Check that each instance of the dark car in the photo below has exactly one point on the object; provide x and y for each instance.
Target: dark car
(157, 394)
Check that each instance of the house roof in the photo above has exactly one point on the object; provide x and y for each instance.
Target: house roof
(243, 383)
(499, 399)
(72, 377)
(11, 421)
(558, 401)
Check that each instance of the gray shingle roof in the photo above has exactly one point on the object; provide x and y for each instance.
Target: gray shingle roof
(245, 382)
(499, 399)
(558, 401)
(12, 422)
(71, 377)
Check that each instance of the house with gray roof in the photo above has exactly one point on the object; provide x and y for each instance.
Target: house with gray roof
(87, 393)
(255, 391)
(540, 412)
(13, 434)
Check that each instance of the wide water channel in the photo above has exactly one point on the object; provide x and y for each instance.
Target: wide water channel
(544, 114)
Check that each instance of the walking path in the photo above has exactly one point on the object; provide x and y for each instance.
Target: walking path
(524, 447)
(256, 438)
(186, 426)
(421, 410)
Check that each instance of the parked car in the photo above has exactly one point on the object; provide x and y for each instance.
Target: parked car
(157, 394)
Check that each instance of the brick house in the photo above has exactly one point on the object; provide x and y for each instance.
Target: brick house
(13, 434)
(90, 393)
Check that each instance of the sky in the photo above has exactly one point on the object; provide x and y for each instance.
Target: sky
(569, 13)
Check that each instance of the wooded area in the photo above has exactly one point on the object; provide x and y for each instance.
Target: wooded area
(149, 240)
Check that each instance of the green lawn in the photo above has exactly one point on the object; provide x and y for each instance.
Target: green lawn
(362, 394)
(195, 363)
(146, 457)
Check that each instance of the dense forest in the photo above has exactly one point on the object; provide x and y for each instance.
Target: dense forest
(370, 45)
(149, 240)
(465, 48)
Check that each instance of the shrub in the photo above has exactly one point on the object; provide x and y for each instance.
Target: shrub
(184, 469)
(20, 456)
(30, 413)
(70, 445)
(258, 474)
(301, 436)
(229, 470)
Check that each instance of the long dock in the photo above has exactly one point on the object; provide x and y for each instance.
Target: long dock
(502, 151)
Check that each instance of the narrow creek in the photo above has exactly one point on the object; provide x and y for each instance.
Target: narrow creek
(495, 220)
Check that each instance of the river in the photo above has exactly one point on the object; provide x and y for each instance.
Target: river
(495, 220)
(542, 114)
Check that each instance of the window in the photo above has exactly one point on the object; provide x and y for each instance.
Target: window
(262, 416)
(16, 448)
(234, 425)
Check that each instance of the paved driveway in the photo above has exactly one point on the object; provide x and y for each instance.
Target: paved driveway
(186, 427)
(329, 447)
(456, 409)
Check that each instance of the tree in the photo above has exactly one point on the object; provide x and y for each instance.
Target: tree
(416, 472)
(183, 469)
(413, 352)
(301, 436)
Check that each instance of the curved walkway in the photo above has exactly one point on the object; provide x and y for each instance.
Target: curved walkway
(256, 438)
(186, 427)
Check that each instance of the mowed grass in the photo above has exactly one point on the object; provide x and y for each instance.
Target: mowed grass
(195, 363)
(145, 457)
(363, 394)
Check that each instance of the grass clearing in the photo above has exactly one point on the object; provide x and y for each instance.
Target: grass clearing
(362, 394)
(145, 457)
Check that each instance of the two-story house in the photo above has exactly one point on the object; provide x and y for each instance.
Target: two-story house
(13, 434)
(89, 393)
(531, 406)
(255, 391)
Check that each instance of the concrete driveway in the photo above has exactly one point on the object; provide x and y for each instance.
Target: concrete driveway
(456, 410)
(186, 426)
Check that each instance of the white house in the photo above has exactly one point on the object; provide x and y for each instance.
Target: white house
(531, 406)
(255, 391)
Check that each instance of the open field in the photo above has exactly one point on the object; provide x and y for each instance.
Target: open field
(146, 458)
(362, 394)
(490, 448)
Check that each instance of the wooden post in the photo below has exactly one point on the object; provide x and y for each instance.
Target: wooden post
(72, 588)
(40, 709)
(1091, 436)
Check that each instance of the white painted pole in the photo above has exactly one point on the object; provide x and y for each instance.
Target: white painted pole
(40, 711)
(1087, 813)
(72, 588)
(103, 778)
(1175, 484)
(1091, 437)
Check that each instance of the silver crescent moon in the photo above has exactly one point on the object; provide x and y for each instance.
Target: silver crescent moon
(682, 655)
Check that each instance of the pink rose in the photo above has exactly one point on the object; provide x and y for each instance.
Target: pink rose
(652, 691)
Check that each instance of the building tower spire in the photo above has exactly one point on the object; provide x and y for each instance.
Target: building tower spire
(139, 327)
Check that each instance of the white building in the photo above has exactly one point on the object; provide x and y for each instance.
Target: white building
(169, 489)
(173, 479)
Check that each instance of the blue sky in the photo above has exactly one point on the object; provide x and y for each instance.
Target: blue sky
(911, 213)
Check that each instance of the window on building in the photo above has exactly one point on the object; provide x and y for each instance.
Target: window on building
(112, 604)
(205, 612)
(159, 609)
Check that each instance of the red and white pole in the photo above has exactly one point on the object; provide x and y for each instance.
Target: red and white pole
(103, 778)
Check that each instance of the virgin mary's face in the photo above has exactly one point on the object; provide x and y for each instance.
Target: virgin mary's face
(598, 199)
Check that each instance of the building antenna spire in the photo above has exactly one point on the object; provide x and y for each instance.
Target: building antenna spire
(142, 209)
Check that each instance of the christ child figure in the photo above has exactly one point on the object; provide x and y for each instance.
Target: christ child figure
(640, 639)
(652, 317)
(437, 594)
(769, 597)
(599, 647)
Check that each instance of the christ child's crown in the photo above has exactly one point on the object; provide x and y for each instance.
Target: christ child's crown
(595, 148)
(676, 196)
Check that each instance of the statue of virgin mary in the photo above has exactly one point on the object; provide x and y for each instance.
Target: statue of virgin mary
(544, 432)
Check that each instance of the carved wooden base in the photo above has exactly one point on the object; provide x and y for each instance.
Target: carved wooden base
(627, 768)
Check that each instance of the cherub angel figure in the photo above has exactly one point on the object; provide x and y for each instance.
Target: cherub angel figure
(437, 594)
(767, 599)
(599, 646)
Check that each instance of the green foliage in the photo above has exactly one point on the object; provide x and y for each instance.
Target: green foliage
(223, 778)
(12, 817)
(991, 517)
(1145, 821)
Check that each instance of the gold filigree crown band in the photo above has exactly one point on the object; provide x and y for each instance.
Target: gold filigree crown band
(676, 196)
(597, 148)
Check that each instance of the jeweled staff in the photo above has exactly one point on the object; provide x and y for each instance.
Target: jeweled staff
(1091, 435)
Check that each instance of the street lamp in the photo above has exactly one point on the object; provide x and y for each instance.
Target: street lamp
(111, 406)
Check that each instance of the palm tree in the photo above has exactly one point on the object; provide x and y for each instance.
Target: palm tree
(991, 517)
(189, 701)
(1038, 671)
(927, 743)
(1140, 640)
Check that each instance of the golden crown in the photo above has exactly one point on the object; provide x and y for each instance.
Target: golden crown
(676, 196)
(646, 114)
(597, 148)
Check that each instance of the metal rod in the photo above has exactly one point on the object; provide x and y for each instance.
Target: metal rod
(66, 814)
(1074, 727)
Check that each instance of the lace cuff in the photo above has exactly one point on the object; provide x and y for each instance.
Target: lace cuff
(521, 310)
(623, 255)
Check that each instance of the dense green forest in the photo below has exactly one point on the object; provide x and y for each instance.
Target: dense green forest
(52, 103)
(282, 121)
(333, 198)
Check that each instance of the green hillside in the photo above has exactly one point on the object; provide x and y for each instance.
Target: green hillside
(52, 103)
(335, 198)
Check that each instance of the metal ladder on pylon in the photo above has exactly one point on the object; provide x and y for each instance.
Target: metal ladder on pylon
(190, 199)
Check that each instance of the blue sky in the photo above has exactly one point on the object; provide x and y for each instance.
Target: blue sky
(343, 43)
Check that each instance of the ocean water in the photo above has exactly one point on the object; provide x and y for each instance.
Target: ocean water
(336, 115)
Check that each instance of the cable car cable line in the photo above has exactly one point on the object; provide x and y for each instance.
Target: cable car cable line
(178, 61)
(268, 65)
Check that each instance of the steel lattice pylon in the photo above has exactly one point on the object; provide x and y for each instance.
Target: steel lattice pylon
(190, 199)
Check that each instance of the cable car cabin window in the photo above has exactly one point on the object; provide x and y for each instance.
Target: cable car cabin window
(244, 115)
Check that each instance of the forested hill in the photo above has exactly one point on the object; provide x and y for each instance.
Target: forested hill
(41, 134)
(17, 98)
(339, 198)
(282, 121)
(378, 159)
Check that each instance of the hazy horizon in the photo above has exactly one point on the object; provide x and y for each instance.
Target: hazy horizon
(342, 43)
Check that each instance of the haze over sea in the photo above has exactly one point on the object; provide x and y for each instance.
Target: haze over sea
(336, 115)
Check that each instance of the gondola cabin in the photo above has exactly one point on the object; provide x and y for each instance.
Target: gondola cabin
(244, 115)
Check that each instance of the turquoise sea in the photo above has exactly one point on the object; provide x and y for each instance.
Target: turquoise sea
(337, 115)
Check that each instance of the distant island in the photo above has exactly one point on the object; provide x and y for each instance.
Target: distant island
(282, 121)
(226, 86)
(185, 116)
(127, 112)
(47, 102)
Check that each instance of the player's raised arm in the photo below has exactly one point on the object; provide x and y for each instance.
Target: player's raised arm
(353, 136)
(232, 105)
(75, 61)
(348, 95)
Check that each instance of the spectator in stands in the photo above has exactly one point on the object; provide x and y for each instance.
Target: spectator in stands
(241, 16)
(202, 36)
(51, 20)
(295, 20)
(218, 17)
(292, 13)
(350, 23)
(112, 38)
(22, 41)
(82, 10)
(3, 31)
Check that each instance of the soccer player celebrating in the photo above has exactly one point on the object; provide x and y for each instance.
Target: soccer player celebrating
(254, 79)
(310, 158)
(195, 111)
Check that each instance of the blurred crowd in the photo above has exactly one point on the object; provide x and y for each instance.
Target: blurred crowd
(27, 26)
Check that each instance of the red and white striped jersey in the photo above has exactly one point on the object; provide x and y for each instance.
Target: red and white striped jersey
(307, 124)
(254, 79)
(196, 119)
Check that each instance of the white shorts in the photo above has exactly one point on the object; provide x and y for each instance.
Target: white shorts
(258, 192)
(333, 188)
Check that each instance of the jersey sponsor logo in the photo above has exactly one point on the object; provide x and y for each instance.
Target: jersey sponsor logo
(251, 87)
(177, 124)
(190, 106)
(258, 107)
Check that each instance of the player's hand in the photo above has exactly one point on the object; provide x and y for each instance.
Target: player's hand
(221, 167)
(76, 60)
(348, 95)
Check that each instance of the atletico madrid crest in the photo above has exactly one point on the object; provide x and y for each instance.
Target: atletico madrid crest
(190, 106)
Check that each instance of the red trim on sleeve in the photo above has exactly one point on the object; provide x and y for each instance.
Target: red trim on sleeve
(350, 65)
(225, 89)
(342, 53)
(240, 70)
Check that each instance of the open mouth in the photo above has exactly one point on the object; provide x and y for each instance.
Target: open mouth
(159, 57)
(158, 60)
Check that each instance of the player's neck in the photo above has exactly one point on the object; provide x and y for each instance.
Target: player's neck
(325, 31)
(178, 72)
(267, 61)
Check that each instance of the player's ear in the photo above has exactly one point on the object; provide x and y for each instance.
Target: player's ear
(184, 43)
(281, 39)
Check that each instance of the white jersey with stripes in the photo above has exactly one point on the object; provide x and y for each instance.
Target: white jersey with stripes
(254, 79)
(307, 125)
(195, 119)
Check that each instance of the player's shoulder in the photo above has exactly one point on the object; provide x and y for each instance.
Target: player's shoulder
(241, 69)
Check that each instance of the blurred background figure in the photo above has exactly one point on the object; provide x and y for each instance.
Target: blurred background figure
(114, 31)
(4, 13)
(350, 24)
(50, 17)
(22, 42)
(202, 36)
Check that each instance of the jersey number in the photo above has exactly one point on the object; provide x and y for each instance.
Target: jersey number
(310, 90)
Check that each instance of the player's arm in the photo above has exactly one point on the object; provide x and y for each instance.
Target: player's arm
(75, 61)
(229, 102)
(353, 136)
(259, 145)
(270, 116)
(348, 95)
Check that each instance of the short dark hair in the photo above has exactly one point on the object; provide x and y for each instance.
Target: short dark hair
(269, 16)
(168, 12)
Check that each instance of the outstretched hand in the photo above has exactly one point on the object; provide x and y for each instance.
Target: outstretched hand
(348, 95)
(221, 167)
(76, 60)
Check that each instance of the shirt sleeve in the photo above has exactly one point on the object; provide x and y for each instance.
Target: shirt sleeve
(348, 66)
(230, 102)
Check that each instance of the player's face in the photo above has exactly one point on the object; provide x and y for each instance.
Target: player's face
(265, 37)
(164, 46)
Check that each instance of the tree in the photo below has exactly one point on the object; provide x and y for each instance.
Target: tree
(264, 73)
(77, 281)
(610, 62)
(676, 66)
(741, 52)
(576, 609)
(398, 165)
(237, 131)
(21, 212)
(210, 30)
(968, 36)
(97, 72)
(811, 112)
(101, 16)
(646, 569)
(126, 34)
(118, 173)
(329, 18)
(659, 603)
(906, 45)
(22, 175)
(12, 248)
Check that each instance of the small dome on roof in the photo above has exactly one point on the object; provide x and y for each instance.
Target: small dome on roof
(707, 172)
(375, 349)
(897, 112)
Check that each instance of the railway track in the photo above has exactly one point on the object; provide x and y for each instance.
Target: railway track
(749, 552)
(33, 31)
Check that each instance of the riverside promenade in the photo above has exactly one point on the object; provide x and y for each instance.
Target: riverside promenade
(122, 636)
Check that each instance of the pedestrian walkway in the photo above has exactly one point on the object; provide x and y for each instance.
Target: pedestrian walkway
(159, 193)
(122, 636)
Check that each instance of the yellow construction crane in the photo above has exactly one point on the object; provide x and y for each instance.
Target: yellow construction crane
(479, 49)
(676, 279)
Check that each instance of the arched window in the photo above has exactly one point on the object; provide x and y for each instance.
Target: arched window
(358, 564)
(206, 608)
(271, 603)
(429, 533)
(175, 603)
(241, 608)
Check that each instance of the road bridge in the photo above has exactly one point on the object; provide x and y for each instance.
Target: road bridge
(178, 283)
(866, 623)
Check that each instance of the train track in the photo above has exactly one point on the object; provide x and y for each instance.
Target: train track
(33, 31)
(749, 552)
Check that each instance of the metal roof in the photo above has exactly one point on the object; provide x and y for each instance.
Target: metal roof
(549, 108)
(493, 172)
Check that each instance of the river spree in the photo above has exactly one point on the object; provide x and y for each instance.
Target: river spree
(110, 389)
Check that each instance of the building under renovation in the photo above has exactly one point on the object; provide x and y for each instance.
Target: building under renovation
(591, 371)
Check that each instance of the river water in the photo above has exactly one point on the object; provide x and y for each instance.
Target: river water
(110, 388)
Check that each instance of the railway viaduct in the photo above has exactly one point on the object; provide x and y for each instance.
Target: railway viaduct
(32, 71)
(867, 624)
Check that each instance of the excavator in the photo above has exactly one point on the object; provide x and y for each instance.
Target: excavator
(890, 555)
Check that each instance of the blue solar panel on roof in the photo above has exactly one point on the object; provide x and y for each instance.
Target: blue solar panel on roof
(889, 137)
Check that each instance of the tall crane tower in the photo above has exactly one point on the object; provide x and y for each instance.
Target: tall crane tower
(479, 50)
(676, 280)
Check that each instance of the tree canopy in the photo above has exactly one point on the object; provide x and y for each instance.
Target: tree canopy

• WRITTEN TASK: Reproduce everything from the line containing "Check that each instance of the tree canopy" down to the end of the records, keeping every line unchanged.

• REPLY:
Check that each instance of the tree canopy in the photo above has exactly one point on the object; provide x and y for each instance.
Target: tree canopy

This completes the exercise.